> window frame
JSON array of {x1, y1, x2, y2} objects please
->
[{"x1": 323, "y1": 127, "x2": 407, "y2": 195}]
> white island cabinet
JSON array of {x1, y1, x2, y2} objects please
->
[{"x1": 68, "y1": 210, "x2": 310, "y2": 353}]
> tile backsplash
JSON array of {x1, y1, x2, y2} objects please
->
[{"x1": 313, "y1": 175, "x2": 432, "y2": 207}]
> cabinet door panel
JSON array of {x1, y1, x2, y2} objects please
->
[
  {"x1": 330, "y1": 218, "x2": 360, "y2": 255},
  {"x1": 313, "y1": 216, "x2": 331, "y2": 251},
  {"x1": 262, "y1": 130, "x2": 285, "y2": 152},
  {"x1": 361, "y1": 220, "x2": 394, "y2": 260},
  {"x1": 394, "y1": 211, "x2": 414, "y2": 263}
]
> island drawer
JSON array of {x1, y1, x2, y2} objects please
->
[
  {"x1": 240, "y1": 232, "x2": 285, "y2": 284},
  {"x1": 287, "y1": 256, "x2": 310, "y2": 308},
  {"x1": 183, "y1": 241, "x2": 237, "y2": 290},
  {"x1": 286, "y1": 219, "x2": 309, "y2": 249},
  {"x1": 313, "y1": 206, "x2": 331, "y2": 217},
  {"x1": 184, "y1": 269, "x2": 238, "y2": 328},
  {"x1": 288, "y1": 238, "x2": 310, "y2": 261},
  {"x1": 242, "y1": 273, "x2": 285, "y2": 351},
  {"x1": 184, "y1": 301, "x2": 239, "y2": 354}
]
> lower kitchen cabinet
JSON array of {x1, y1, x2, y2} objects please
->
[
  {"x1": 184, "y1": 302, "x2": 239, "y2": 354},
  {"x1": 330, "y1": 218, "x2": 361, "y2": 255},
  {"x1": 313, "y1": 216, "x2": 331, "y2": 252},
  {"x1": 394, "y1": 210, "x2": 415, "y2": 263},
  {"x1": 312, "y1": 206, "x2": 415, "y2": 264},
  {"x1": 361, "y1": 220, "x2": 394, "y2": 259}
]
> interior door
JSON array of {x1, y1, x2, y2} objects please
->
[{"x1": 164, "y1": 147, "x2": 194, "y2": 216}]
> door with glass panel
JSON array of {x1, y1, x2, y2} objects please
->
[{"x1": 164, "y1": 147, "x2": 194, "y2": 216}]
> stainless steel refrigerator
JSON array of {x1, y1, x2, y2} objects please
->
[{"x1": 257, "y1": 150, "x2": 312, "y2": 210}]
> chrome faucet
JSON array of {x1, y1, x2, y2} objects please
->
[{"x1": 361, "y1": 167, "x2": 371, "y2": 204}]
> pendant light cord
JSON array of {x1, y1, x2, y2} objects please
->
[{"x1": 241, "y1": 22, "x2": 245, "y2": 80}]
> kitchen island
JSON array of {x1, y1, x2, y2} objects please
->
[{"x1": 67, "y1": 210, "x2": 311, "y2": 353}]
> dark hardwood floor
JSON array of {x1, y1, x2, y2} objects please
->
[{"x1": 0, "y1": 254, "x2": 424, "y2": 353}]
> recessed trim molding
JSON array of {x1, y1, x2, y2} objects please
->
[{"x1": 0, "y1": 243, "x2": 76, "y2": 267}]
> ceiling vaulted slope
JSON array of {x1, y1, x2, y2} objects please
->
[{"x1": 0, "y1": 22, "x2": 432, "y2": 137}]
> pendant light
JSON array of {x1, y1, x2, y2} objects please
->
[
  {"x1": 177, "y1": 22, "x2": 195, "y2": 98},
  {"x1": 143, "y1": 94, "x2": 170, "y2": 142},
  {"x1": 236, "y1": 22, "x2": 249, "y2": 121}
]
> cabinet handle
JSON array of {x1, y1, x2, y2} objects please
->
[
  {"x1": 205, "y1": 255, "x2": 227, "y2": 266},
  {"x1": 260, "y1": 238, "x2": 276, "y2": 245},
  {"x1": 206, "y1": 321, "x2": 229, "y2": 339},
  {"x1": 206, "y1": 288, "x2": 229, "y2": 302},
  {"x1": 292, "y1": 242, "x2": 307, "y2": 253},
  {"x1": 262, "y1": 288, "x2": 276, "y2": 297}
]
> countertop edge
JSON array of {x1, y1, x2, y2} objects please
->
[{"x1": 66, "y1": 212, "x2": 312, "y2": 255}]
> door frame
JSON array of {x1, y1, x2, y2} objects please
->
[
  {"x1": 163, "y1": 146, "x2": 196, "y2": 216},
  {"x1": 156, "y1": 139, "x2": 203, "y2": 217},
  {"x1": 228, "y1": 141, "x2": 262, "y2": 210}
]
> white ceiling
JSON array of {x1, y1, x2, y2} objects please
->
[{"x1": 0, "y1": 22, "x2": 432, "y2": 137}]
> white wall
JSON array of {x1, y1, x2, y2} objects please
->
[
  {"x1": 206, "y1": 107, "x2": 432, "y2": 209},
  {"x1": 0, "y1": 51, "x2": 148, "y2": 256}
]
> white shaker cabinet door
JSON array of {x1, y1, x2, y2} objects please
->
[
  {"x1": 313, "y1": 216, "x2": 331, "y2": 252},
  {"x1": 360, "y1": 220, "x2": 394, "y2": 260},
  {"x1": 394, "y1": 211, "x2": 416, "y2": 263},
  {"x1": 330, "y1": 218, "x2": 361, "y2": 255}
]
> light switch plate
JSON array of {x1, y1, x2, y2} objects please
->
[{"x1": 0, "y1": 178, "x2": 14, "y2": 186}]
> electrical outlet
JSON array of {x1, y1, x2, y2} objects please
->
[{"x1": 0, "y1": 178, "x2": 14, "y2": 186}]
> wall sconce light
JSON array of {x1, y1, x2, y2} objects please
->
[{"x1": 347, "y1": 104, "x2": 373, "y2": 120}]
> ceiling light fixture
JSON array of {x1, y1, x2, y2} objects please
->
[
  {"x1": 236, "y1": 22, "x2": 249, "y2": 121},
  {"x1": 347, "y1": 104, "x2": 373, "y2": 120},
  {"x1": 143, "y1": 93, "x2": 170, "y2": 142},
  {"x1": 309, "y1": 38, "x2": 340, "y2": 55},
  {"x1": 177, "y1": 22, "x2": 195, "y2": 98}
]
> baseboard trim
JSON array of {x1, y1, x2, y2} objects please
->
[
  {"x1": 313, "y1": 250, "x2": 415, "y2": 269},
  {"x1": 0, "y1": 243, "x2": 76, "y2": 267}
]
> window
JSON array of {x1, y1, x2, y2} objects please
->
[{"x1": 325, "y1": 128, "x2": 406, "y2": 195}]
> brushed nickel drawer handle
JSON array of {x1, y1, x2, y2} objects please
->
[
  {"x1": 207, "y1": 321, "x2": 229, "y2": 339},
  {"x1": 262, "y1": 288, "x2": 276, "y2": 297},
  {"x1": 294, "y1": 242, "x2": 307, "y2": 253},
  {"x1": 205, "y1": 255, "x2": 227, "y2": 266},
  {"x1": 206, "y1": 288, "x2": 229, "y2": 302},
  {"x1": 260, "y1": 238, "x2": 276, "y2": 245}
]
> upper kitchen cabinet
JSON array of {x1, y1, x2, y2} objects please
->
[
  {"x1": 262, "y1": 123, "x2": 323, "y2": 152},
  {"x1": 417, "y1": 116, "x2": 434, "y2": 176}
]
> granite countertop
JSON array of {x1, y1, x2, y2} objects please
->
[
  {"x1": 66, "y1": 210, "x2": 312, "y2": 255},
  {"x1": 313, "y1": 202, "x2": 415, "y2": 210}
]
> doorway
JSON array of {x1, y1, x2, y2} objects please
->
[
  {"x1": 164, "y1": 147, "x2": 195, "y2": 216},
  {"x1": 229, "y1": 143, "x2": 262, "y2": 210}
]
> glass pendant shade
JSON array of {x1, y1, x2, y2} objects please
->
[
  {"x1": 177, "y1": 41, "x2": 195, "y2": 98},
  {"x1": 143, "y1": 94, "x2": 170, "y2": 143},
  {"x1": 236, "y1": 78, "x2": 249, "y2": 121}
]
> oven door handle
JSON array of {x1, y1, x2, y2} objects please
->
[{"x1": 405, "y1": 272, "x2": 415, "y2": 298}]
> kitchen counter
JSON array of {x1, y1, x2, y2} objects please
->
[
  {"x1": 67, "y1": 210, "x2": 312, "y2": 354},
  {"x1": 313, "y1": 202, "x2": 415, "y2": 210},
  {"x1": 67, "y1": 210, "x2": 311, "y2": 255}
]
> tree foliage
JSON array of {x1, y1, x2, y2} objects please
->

--------------------------------

### PROBLEM DESCRIPTION
Count the lines of the data above that contain the string "panel", treating case as significant. Reply with the number only.

### IN RESPONSE
2